[TASK DIRECTIONS] Return, word for word, the lines of the listing below from the one with "Determine each <instance>" through the one with "box: [61, 222, 115, 308]", and no other lines.

[PROVIDED RECORDS]
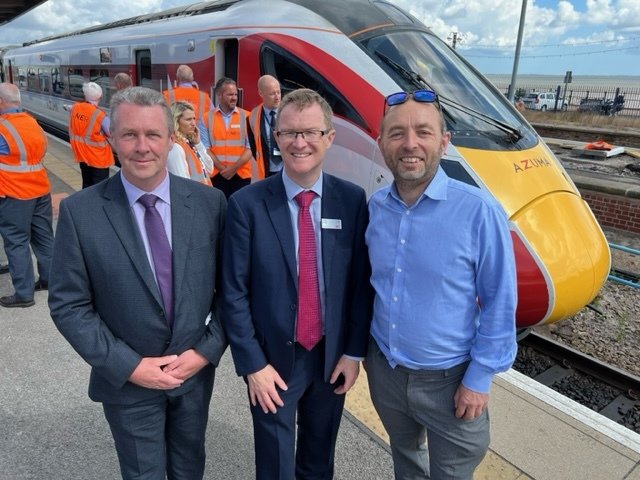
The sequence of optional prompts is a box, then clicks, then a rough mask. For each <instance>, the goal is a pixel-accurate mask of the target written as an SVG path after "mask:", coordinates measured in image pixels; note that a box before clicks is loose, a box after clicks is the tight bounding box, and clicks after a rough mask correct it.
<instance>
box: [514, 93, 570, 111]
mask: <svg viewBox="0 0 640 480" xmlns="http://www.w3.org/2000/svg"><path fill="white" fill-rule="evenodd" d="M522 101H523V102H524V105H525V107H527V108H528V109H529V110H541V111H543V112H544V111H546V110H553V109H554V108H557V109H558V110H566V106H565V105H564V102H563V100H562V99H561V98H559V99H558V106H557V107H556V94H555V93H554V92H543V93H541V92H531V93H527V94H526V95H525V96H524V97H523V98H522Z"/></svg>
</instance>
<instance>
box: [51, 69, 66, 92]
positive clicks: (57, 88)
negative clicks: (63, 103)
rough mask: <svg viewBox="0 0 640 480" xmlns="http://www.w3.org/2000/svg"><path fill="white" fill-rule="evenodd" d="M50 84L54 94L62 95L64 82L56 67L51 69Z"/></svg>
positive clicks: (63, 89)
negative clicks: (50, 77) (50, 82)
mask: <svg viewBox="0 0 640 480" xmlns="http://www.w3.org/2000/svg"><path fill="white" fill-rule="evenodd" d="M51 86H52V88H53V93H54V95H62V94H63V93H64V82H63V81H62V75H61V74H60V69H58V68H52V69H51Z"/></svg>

...

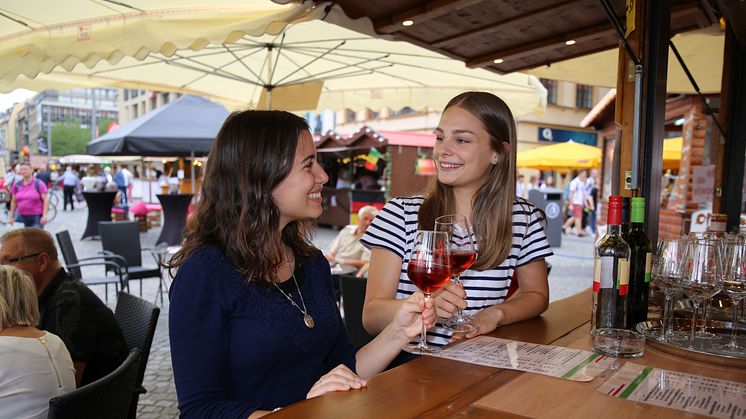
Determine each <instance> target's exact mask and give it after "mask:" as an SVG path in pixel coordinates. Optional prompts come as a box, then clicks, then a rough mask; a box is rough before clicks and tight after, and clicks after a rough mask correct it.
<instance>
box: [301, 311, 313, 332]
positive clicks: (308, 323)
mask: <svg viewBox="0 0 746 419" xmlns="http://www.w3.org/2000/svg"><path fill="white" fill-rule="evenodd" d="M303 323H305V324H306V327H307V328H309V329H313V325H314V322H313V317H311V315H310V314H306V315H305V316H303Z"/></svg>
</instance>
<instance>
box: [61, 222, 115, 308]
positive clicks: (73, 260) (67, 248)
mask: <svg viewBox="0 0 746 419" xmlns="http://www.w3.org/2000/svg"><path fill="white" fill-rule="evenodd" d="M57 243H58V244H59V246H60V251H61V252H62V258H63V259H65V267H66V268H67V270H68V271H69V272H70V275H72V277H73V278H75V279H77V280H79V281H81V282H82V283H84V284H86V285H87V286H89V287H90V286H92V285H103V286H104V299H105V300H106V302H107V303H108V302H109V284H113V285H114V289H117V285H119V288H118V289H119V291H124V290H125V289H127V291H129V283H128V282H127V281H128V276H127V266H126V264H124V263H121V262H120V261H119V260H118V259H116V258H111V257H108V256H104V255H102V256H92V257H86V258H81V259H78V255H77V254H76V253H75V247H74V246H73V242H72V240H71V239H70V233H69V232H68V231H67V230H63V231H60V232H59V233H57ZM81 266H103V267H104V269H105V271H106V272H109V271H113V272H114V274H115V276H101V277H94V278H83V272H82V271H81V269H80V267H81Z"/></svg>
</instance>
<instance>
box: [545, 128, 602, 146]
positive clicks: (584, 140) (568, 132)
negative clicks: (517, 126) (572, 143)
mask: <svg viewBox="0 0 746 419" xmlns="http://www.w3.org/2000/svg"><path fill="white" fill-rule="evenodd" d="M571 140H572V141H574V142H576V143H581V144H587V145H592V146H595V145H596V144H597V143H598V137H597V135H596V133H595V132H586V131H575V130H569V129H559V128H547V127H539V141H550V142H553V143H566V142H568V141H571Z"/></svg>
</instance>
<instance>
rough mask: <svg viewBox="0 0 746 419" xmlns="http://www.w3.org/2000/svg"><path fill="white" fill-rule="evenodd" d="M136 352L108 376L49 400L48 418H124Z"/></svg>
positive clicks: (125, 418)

[OUTPUT OF THE EXERCISE]
Determine each <instance> target's exact mask and give it after "mask:" as an SVG path in pixel coordinates. Optional prompts come as a box, then clicks, then a rough mask; a box is rough before clicks and tight after, and clicks after a rough mask correct it.
<instance>
box: [301, 311, 313, 332]
positive clicks: (308, 323)
mask: <svg viewBox="0 0 746 419" xmlns="http://www.w3.org/2000/svg"><path fill="white" fill-rule="evenodd" d="M303 323H305V324H306V327H307V328H309V329H313V325H314V322H313V317H311V315H310V314H306V315H305V316H303Z"/></svg>
</instance>
<instance>
box: [61, 222, 115, 308]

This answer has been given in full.